### Requirement 1
Decide whether each statement below agrees with the POD passage, answering yes or no for (a), (b) and (c) and quoting the deciding words of the text. (a) The POD was tested at Ochre Health's Bruce Clinic in Canberra. (b) Dr Paresh Dawda served as the Chief Investigator of the research team. (c) Collecting patient data adds to the time spent on in-depth consultation.
### Requirement 2
Write out the stretch of the POD passage from "One of the most" through "GP consultation process.", swapping in "unit" wherever "POD" appears.

One of the most exciting aspects of working in the healthcare and medical industry is that the technological advancement, research and innovation throughout the sector often produces exceptional products that positively impact society.
Joining the ranks of these innovative projects is a new patient empowered POD, developed by a research team with Ochre Health’s ACT Regional Medical Director, Dr Paresh Dawda, as the Chief Investigator. Ochre Health supported this project by providing our Bruce Clinic facilities in Canberra as a venue for testing the POD. This effective, user-friendly design could dramatically improve the quality of consultations between a GP and their patients. Here, we share the story of this POD and discuss why it could be a game-changer in the GP consultation process.
The perks of the POD
As most doctors and healthcare professionals can attest to, the lack of comprehensive databases and incomplete patient profiles are an obstacle to quality consultations. Time is of the essence, but the administrative tasks of collecting such valuable patient data tend to reduce the time invested in the meaningful work of improving patients health and overall wellbeing through an in-depth consultation.

### Data drawn from a collection
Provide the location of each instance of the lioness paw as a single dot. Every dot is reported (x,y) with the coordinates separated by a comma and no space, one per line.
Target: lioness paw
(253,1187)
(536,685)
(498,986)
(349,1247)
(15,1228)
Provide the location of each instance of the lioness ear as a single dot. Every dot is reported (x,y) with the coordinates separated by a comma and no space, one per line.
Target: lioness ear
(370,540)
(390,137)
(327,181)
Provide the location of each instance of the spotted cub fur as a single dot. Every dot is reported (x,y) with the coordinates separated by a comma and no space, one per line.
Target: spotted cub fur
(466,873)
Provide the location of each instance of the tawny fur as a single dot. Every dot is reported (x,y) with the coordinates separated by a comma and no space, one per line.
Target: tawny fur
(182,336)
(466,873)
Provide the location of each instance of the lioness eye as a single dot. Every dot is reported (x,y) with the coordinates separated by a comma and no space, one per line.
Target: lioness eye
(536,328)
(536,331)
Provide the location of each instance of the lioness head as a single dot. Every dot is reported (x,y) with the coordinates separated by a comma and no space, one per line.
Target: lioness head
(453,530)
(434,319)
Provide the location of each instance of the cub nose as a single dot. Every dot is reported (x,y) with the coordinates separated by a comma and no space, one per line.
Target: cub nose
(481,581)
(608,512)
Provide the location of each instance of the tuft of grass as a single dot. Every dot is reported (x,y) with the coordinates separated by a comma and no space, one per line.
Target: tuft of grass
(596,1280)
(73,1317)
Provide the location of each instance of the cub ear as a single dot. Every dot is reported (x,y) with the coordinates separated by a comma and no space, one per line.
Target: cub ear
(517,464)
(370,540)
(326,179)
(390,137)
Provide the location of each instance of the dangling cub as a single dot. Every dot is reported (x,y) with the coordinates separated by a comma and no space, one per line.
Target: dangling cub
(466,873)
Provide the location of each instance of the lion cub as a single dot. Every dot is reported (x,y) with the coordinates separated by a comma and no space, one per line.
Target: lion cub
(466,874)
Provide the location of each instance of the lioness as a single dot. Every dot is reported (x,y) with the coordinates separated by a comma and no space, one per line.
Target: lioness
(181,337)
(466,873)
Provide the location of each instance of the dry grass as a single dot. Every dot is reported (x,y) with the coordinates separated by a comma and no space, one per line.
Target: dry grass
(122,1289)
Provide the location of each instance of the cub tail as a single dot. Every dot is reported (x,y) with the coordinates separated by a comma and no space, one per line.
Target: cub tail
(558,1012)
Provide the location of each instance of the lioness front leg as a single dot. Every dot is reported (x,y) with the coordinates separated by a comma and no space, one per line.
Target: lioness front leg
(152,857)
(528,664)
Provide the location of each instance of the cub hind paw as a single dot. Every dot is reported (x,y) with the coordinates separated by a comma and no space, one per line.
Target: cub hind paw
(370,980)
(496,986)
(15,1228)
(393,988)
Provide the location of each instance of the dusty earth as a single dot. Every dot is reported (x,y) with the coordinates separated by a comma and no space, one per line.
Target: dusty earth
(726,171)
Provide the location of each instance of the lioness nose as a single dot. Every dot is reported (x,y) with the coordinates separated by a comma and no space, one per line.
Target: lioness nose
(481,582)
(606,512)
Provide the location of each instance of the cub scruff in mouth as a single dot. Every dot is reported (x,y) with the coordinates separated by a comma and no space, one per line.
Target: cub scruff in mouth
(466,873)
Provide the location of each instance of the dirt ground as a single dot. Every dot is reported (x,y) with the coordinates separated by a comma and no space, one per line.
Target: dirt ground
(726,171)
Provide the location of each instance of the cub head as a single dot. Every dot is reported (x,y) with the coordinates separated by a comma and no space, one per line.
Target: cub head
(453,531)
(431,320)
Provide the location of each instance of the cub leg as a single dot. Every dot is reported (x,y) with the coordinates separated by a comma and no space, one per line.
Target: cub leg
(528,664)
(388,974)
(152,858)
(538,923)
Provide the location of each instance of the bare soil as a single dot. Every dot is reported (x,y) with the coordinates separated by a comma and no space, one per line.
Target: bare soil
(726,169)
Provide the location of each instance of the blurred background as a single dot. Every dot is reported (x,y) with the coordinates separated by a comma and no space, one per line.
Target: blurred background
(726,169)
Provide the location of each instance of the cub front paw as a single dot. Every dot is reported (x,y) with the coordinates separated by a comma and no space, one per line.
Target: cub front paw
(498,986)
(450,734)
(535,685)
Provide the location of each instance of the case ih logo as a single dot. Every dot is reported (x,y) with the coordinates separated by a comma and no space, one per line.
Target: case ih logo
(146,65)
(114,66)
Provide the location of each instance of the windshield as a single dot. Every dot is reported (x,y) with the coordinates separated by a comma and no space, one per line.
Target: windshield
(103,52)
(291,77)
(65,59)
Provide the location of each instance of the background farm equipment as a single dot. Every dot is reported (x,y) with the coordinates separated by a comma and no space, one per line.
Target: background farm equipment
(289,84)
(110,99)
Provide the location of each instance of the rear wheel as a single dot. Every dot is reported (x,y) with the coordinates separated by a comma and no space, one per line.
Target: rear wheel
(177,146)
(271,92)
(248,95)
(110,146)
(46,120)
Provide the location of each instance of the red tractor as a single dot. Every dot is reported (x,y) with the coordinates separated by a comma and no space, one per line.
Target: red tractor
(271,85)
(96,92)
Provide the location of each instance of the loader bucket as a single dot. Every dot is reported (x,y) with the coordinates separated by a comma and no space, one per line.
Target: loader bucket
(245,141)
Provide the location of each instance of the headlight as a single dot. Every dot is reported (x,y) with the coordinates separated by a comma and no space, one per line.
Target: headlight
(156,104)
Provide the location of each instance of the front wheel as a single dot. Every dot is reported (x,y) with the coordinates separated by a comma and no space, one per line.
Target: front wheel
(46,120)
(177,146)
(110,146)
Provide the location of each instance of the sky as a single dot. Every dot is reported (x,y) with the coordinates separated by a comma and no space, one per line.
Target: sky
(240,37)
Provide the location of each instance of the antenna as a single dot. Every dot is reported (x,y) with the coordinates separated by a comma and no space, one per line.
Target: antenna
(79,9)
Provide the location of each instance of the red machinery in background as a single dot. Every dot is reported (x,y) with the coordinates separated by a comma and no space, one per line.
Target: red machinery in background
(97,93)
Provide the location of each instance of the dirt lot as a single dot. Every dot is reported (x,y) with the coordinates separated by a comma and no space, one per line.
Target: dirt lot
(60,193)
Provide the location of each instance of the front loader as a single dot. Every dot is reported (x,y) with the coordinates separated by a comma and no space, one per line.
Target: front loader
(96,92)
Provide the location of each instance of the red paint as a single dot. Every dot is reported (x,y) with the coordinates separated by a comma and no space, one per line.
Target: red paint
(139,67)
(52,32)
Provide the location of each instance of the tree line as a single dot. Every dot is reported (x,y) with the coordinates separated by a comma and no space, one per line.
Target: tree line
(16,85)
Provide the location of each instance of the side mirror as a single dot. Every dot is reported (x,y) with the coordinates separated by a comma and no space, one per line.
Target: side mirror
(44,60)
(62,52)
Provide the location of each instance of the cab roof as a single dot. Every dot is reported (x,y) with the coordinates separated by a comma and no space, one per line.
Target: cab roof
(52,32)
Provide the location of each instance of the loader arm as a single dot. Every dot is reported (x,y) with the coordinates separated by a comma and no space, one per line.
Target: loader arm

### Answer section 1
(a) Yes: "providing our Bruce Clinic facilities in Canberra as a venue for testing the POD"
(b) Yes: "Dr Paresh Dawda, as the Chief Investigator"
(c) No: "tend to reduce the time invested in the meaningful work of improving patients health and overall wellbeing through an in-depth consultation"

### Answer section 2
One of the most exciting aspects of working in the healthcare and medical industry is that the technological advancement, research and innovation throughout the sector often produces exceptional products that positively impact society.
Joining the ranks of these innovative projects is a new patient empowered unit, developed by a research team with Ochre Health’s ACT Regional Medical Director, Dr Paresh Dawda, as the Chief Investigator. Ochre Health supported this project by providing our Bruce Clinic facilities in Canberra as a venue for testing the unit. This effective, user-friendly design could dramatically improve the quality of consultations between a GP and their patients. Here, we share the story of this unit and discuss why it could be a game-changer in the GP consultation process.